START Listed entries
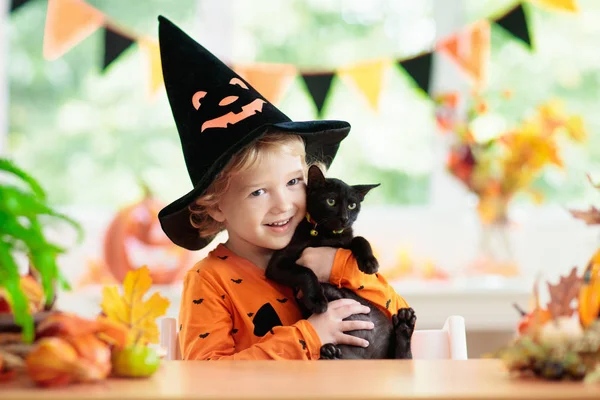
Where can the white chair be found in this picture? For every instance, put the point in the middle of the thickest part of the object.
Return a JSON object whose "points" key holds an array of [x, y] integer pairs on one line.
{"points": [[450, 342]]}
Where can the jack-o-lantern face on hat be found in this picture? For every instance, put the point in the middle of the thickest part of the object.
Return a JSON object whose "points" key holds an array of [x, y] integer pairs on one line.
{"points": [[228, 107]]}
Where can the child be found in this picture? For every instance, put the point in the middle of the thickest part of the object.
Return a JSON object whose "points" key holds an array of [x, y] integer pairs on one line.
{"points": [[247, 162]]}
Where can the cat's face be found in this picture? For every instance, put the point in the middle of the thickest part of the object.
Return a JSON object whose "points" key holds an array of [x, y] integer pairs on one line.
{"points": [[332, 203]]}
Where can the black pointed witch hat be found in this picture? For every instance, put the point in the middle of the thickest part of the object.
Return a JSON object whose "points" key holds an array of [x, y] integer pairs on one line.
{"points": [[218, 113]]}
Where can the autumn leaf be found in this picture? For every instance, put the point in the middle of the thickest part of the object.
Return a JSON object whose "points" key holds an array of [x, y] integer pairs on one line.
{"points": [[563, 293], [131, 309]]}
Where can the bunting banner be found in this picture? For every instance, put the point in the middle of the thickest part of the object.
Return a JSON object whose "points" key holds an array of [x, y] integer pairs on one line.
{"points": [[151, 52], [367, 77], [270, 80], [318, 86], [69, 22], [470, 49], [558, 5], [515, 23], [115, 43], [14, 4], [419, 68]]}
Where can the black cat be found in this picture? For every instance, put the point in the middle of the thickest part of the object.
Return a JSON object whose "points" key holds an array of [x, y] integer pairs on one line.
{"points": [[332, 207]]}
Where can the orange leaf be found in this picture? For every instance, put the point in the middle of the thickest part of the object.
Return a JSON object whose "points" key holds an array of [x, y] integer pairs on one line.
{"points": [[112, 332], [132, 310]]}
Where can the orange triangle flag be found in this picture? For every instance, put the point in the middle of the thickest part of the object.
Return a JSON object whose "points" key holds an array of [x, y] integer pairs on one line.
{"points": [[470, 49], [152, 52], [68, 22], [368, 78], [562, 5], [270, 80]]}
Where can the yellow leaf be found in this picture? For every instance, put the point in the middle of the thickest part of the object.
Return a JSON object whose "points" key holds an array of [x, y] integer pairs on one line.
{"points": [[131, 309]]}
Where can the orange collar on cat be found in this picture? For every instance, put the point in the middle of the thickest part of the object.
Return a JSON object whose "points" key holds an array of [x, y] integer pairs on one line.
END Listed entries
**Exercise details:** Find the word "face" in the listing above. Copy each line where it appears.

**Response to the exercise:**
Where can the jack-o-lantern face on hat be found in this picture? For every instance, put the point in the middle of the thickest part of the object.
Where can the cat's face be found in this picture? For every instance, put the point in the middle of the thickest part of the object.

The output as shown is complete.